### SUPPLIED ENTRIES
···

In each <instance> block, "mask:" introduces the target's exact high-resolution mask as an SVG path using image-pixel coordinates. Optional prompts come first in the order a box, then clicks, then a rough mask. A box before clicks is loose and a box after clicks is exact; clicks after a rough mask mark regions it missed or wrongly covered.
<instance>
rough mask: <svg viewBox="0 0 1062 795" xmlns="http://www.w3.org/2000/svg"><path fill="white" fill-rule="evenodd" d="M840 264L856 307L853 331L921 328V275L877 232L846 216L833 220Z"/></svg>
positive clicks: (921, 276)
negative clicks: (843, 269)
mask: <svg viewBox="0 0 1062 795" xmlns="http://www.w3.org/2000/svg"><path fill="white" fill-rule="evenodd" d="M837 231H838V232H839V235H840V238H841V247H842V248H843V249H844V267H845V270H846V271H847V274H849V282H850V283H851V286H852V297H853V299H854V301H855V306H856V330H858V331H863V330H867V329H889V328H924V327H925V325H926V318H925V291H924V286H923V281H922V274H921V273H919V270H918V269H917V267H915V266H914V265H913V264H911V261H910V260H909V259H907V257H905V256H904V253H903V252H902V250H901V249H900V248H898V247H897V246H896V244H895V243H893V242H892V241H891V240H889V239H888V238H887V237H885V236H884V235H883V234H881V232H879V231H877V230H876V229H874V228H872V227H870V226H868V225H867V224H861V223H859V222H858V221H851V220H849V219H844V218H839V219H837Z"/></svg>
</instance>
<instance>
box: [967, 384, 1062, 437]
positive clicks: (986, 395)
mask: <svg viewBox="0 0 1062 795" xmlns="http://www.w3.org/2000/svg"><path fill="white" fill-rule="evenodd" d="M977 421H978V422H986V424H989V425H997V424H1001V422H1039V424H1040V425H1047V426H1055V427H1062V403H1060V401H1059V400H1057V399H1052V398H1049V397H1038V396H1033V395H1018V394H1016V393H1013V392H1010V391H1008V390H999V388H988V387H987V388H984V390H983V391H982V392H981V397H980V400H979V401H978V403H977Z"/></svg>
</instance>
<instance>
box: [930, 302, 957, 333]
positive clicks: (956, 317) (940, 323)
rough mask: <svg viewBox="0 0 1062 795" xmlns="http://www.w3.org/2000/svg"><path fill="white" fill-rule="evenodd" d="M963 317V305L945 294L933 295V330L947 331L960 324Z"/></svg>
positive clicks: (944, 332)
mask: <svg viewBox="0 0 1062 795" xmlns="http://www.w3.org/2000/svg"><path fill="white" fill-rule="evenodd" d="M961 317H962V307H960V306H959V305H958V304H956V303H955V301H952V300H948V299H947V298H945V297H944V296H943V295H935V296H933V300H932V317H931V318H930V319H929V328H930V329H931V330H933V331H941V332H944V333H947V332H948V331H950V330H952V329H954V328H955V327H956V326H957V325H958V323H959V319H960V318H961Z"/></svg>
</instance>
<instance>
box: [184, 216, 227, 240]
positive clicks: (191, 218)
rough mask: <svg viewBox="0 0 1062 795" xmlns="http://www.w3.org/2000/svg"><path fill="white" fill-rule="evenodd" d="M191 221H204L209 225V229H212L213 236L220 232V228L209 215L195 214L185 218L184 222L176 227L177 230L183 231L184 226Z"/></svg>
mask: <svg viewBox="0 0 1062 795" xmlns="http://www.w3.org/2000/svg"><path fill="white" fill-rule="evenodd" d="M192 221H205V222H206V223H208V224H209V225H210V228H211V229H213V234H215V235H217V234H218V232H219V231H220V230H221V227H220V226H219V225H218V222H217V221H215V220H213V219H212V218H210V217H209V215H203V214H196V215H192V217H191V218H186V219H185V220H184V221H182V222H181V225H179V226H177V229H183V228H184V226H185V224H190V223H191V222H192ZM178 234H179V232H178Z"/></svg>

···

Look above for the line holding "317V305L945 294L933 295V330L947". Print it and every line after it, exactly, through the line holding "positive clicks: (191, 218)".

rough mask: <svg viewBox="0 0 1062 795" xmlns="http://www.w3.org/2000/svg"><path fill="white" fill-rule="evenodd" d="M963 317V305L945 294L933 295V330L947 331L960 324Z"/></svg>
positive clicks: (944, 332)
mask: <svg viewBox="0 0 1062 795" xmlns="http://www.w3.org/2000/svg"><path fill="white" fill-rule="evenodd" d="M961 317H962V307H960V306H959V305H958V304H956V303H955V301H952V300H948V299H947V298H945V297H944V296H943V295H935V296H933V300H932V317H931V318H930V319H929V328H930V329H931V330H933V331H941V332H944V333H947V332H948V331H950V330H952V329H954V328H955V327H956V326H957V325H958V323H959V319H960V318H961Z"/></svg>
</instance>
<instance>
box: [184, 216, 227, 240]
positive clicks: (191, 218)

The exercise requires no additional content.